Required work:
Under this line are the records; write out word for word the part that begins at the line containing "Tag the dark" and ends at the line containing "Tag the finger", and no more.

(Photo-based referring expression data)
########
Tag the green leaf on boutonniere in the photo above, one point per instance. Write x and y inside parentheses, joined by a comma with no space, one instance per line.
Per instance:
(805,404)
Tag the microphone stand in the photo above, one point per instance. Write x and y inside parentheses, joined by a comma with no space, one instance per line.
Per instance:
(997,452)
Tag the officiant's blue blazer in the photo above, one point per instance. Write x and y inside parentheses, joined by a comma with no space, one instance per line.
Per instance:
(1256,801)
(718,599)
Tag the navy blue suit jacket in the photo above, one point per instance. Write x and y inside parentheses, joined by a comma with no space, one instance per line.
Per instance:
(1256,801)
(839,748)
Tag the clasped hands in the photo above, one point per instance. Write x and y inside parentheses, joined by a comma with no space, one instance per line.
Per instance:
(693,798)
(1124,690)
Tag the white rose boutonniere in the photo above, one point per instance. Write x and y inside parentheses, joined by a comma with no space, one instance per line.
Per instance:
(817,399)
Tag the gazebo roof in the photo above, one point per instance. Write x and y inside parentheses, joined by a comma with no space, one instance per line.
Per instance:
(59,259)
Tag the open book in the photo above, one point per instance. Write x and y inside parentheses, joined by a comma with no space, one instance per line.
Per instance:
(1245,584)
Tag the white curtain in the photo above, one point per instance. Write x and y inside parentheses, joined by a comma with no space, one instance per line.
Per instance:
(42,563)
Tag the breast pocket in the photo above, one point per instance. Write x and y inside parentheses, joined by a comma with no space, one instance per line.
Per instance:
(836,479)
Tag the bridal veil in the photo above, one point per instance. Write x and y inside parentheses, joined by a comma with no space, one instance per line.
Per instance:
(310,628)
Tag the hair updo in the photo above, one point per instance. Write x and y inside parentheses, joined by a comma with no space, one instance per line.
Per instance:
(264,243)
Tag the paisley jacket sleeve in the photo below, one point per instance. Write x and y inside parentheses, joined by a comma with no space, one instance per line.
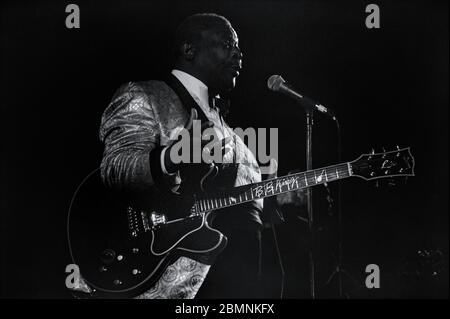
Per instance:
(131,134)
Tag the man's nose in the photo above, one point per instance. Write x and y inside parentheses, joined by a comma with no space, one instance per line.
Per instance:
(237,54)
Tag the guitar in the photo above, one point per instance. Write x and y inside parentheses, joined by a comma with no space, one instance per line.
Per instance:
(122,249)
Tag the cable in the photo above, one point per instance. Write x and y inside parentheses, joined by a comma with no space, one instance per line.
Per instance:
(280,260)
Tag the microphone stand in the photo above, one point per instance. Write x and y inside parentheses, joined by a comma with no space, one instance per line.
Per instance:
(309,202)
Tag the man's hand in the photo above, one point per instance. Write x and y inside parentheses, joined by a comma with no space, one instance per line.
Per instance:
(196,144)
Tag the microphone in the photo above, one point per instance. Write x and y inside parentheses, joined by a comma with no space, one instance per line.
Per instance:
(276,83)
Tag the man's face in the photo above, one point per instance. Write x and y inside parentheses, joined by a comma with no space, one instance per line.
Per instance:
(220,59)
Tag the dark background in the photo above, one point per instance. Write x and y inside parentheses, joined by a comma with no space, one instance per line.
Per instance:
(389,87)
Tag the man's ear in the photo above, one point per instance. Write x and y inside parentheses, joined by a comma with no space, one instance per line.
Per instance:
(188,51)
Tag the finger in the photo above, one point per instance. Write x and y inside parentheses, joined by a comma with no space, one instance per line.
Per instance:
(192,117)
(225,141)
(207,124)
########
Solution for this exercise:
Tag the dark background in the photo above, one point per instance. Write x and y inside parentheses, joined by a comma with no space, one instance per line.
Per instance:
(389,87)
Tag the man's ear in the photo above, one point per instance. Write x and y inside parentheses, joined by a comma with no space, one instance per line.
Per instance:
(188,51)
Tag the finger in the photo above, one point per instance. Write x and y inside parentheses, joined by a comma with no space, one instance per line.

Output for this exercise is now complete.